● **Tasks and exercises**:
1. In the column on marriages over the tongs, where were such marriages celebrated in the old days?
2. Pick up the column on marriages over the tongs right after its last sentence and carry it on.

Forging links by stepping over the tongs

My thanks to Giles Hillson, Whitestrand Road, Galway, to Joan Conroy of Cromwellfort Road, Dublin, and to Brendan Geoghegan of…

My thanks to Giles Hillson, Whitestrand Road, Galway, to Joan Conroy of Cromwellfort Road, Dublin, and to Brendan Geoghegan of Loughrane Terrace, Mervue, Galway, for solving the problem of marriages over the tongs. These marriages, my three correspondents point out, were celebrated in the old days in the blacksmith's forge in Gretna Green. Stepping over the tongs sealed the bargain.

Alf Mac Lochlainn, librarian and scholar, wrote from Galway about the word louser. He remembers coming across an antiCumann na nGaodhal election flyer which quoted, against him, of course, something Michael Tierney had said about the unemployed: "The lousers won't work." Recently he came across a book of Scots verse, published in 1921 in London: Bonnie Joann and Other Poems.

● **Provided material**:

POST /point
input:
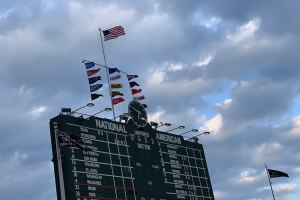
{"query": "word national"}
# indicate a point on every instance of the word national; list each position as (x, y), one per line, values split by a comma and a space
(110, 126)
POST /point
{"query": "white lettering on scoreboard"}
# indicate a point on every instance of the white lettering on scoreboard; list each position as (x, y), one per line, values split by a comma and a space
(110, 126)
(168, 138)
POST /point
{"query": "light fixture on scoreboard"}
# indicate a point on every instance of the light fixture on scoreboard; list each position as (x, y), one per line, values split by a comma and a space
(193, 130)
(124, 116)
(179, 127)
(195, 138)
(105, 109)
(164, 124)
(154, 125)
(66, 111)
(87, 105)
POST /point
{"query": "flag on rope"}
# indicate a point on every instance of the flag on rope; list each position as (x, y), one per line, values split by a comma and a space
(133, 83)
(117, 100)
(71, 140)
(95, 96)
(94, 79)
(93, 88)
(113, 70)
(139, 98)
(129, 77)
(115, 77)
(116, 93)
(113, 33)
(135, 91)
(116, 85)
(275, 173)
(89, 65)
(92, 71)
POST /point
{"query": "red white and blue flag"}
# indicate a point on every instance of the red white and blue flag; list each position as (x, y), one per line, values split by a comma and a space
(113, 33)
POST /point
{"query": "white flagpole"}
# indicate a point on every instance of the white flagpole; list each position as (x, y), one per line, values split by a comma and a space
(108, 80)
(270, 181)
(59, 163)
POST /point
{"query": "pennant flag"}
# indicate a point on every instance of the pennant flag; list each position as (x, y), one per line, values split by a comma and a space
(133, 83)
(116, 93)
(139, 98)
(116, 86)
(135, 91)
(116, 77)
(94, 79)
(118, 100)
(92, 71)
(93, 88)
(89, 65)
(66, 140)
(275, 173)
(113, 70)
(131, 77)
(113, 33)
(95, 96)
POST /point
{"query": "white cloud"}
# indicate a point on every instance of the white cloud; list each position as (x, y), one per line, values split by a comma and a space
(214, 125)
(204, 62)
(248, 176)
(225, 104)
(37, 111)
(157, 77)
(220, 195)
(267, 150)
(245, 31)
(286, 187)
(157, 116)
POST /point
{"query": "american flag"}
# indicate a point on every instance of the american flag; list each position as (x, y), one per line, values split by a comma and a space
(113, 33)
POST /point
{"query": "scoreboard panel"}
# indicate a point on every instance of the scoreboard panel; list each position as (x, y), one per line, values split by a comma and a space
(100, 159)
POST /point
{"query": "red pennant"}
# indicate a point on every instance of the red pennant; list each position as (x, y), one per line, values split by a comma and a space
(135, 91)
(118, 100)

--

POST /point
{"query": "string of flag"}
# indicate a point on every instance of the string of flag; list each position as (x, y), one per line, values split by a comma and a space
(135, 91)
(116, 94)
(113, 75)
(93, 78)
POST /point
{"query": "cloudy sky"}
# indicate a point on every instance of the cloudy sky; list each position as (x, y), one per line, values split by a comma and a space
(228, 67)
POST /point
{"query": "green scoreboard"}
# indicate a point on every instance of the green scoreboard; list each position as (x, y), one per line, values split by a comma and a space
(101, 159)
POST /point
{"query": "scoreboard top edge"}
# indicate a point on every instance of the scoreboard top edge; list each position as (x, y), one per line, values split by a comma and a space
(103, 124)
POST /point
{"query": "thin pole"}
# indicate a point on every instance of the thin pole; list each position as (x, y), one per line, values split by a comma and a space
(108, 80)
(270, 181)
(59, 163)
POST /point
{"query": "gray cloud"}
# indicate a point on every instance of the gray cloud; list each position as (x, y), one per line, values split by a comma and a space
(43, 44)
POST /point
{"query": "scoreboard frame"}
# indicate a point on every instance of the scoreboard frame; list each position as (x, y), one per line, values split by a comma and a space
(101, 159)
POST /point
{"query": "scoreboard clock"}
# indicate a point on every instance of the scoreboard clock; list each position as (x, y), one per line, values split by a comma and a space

* * *

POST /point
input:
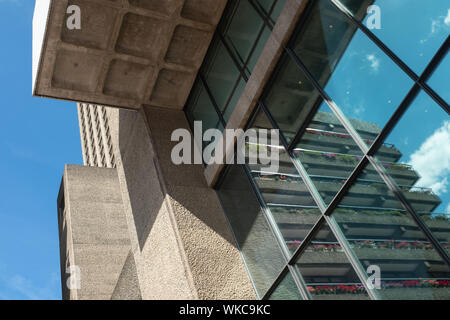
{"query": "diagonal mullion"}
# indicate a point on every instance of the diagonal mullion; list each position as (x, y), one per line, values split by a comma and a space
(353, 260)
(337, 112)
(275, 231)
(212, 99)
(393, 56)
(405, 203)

● **Solved tasks**:
1. In the blacksmith's forge in Gretna Green.

2.
In it, its author, Violet Jacob, wrote: "The years are slippin' past ye like water past the bows, Roond half the warld ye've tossed yer dram but sune ye'll have to lowse." My friend wonders was Tierney, the classical scholar, using the word very correctly, however offensively, to mean "idlers", and not, as his opponents, thought, people infested with lice?

Yes, I have no doubt that louser and lowser are simply variant spellings, and that they have nothing to do with louse, the bug (Old English lus). The EDD has a couple of pages on louse/lowse, a form of "loose". It hasn't got louser, an idler, but it gives a Yorkshire variant lowsing, a noun. To lowse/to loose, means, among other things, to leave off, to stop working, to idle, to lead a vagabond life.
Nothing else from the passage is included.